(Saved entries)
++++++++++++++++++++
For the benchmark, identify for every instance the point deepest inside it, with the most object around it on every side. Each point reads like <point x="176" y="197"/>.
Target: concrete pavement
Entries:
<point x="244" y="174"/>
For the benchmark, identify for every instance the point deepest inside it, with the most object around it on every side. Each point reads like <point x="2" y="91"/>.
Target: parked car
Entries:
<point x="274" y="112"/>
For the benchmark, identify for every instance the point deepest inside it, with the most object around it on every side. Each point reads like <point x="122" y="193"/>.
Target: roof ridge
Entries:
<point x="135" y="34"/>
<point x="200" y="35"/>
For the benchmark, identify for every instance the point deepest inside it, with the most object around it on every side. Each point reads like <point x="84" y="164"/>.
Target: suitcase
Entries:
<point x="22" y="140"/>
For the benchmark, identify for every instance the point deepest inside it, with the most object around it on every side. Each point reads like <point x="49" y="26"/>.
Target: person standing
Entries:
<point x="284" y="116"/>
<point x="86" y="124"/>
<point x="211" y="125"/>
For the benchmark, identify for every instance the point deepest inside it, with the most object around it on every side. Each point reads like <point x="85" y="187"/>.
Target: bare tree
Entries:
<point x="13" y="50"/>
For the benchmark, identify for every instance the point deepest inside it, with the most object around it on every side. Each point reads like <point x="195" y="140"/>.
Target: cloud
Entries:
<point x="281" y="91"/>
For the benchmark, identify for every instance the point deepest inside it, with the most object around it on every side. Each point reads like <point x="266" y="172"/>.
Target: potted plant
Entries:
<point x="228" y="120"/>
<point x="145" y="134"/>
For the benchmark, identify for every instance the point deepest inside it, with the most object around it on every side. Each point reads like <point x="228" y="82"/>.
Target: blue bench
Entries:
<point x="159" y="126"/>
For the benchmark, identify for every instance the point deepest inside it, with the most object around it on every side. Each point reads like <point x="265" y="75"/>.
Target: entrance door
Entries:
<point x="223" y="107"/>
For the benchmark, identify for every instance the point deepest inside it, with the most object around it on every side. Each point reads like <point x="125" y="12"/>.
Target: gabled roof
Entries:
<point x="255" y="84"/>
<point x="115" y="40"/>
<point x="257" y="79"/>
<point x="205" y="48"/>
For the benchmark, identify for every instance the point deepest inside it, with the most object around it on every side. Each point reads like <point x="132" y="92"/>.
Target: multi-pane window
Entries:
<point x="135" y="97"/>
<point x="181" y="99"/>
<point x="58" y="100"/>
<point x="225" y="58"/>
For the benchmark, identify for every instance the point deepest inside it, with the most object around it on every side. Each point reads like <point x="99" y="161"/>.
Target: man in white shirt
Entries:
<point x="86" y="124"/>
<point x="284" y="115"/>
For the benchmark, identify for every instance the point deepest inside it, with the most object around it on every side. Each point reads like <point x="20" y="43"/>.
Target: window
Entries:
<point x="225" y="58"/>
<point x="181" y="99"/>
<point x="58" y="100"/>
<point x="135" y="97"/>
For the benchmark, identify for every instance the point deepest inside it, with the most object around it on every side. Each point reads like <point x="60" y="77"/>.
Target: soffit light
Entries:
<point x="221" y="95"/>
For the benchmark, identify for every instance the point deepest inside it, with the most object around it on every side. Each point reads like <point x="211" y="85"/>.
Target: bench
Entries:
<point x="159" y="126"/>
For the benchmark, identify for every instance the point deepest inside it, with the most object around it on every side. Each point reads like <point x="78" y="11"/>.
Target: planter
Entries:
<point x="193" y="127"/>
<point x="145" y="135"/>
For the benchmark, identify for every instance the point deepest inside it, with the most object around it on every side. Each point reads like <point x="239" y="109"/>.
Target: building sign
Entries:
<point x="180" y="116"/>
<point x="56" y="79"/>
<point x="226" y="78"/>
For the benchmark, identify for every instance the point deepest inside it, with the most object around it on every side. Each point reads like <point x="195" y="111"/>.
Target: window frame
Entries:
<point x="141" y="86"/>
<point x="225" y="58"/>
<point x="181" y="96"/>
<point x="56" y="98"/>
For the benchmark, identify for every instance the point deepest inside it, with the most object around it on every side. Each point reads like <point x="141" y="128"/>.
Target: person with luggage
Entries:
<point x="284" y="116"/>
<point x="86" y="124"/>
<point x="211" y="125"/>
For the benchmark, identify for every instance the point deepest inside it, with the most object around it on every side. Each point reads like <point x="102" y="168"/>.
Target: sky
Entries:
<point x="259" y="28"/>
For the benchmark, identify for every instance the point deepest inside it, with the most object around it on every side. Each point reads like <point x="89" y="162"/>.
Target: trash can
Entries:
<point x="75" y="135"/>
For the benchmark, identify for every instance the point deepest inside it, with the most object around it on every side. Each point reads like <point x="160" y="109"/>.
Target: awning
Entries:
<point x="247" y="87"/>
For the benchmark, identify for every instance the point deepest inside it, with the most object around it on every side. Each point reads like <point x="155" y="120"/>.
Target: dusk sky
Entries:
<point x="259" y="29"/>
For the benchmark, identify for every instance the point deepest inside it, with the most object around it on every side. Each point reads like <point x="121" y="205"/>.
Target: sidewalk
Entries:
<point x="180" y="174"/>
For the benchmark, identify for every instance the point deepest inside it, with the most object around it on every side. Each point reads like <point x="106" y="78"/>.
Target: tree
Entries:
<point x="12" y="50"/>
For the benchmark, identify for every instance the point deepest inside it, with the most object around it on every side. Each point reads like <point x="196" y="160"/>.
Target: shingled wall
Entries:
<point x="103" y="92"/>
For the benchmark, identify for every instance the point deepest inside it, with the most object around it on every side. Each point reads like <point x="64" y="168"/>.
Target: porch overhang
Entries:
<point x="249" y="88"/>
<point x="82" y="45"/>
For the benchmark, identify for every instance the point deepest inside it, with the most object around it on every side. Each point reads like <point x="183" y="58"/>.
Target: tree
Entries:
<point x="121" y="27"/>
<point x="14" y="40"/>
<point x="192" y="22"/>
++++++++++++++++++++
→ Requirement
Your task is to retype all the records above with nothing left out.

→ Task response
For the benchmark, identify for every instance the point deepest inside it, with the most object around it on every side. Each point reads like <point x="176" y="197"/>.
Target: concrete pavement
Entries:
<point x="244" y="174"/>
For the benchmark, identify for every instance the point deepest inside it, with the most object around it on every side. Each point reads like <point x="2" y="91"/>.
Target: parked car
Entries:
<point x="274" y="112"/>
For the benchmark, identify for every instance the point deepest inside it, with the most object around it on every side. Each point reads like <point x="122" y="193"/>.
Target: roof ridge
Entries:
<point x="135" y="34"/>
<point x="200" y="35"/>
For the benchmark, identify for every instance the point deepest inside it, with the most object around it on every side. Each point reads like <point x="84" y="164"/>.
Target: suitcase
Entries:
<point x="22" y="140"/>
For the benchmark, identify for every instance the point deepest inside it, with the most object around it on every side. Each point reads like <point x="49" y="26"/>.
Target: person standing
Entries:
<point x="284" y="116"/>
<point x="86" y="124"/>
<point x="211" y="125"/>
For the benchmark, identify for every instance the point deepest inside it, with the most object around it on every side. Each point reads like <point x="85" y="187"/>.
Target: bare tree
Entries:
<point x="13" y="50"/>
For the benchmark, identify for every instance the point deepest inside it, with the most object around it on every side. Each point reads like <point x="195" y="140"/>.
Target: cloud
Entries:
<point x="281" y="91"/>
For the benchmark, identify for every instance the point deepest inside it, with the most object around it on every side. Each point reads like <point x="266" y="172"/>.
Target: potted plant
Entries:
<point x="228" y="120"/>
<point x="145" y="134"/>
For the benchmark, identify for every instance the point deepest inside it, with the most object around it on every side. Each point reads like <point x="228" y="82"/>.
Target: blue bench
Entries:
<point x="159" y="126"/>
For the benchmark, identify for every instance the point deepest inside it, with the most object around it on every side. Each point reads like <point x="265" y="75"/>.
Target: entrance door
Entries:
<point x="223" y="107"/>
For the benchmark, identify for every instance the point deepest inside it, with the most object around it on every side. Each point reads like <point x="125" y="12"/>.
Target: gabled roof
Entries:
<point x="255" y="84"/>
<point x="115" y="40"/>
<point x="257" y="79"/>
<point x="205" y="48"/>
For the benchmark, identify for every instance the point deepest inside it, with the most object around it on every side. Each point reads like <point x="132" y="92"/>.
Target: multi-pane window
Entries:
<point x="135" y="97"/>
<point x="181" y="99"/>
<point x="58" y="100"/>
<point x="225" y="58"/>
For the benchmark, identify for every instance the point deepest inside it, with the most object around it on every side. Each point reads like <point x="99" y="161"/>.
Target: man in white shirt
Entries:
<point x="86" y="124"/>
<point x="284" y="115"/>
For the benchmark, identify for every instance the point deepest inside it, with the most object around it on every side. Each point reads like <point x="20" y="43"/>.
Target: window
Entries:
<point x="225" y="58"/>
<point x="181" y="99"/>
<point x="58" y="100"/>
<point x="135" y="97"/>
For the benchmark, identify for every instance the point deepest inside it, with the most object around it on every side. Each point reads like <point x="60" y="77"/>.
Target: soffit light
Entries:
<point x="221" y="95"/>
For the benchmark, identify for every instance the point deepest inside it, with the most object around it on every side. Each point reads like <point x="211" y="85"/>.
Target: bench
Entries:
<point x="159" y="126"/>
For the benchmark, identify for every instance the point deepest inside it, with the most object around it on every side. Each point reads like <point x="78" y="11"/>.
Target: planter
Entries:
<point x="193" y="127"/>
<point x="145" y="135"/>
For the benchmark, identify for every instance the point deepest inside it, with the most object around it on every side. Each point reads like <point x="239" y="109"/>.
Target: building sign
Entries:
<point x="180" y="116"/>
<point x="56" y="79"/>
<point x="226" y="78"/>
For the benchmark, identify for every instance the point deepest inside it, with the most object around it on every side. Each point reads like <point x="195" y="111"/>.
Target: window frame
Entries:
<point x="141" y="86"/>
<point x="225" y="58"/>
<point x="181" y="96"/>
<point x="56" y="98"/>
For the benchmark, identify for every instance the point deepest inside it, with the most object around it on every side. Each point reads like <point x="141" y="128"/>.
Target: person with luggage
Entries:
<point x="284" y="116"/>
<point x="86" y="124"/>
<point x="211" y="125"/>
For the benchmark, identify for every instance the point deepest inside it, with the most object around it on every side. Each point reads like <point x="102" y="168"/>.
Target: sky
Entries:
<point x="259" y="28"/>
For the benchmark, identify for every instance the point deepest inside it, with the most object around it on every side. Each point reads like <point x="89" y="162"/>.
Target: trash can
Entries:
<point x="75" y="135"/>
For the benchmark, identify for every instance the point deepest inside it, with the most object around it on every side. Each point reads like <point x="160" y="109"/>.
Target: awning
Entries:
<point x="247" y="87"/>
For the benchmark, identify for every instance the point deepest inside it, with the most object around it on every side. Each point reads like <point x="155" y="120"/>.
Target: dusk sky
Entries:
<point x="259" y="29"/>
For the benchmark, identify for every instance the point deepest inside it, with the most object around it on every side. Each point reads like <point x="121" y="205"/>.
Target: sidewalk
Entries:
<point x="180" y="174"/>
For the benchmark, identify for every instance the point deepest inside it, with the most object around it on every side. Each point reads like <point x="106" y="78"/>.
Target: tree
Entries:
<point x="12" y="50"/>
For the benchmark, identify for every instance the point deepest inside it, with the most object around it on every side. Each point reads like <point x="196" y="160"/>.
Target: shingled wall
Entries:
<point x="103" y="92"/>
For the benchmark, identify for every instance the point deepest inside it, with the most object around it on every side. Each point reads like <point x="64" y="168"/>.
Target: porch overhang
Entries:
<point x="249" y="88"/>
<point x="82" y="45"/>
For the benchmark, identify for every instance the point deepest inside it, with the most object around it on every side. Each point reads like <point x="183" y="58"/>.
Target: tree
Entries:
<point x="121" y="27"/>
<point x="14" y="40"/>
<point x="192" y="22"/>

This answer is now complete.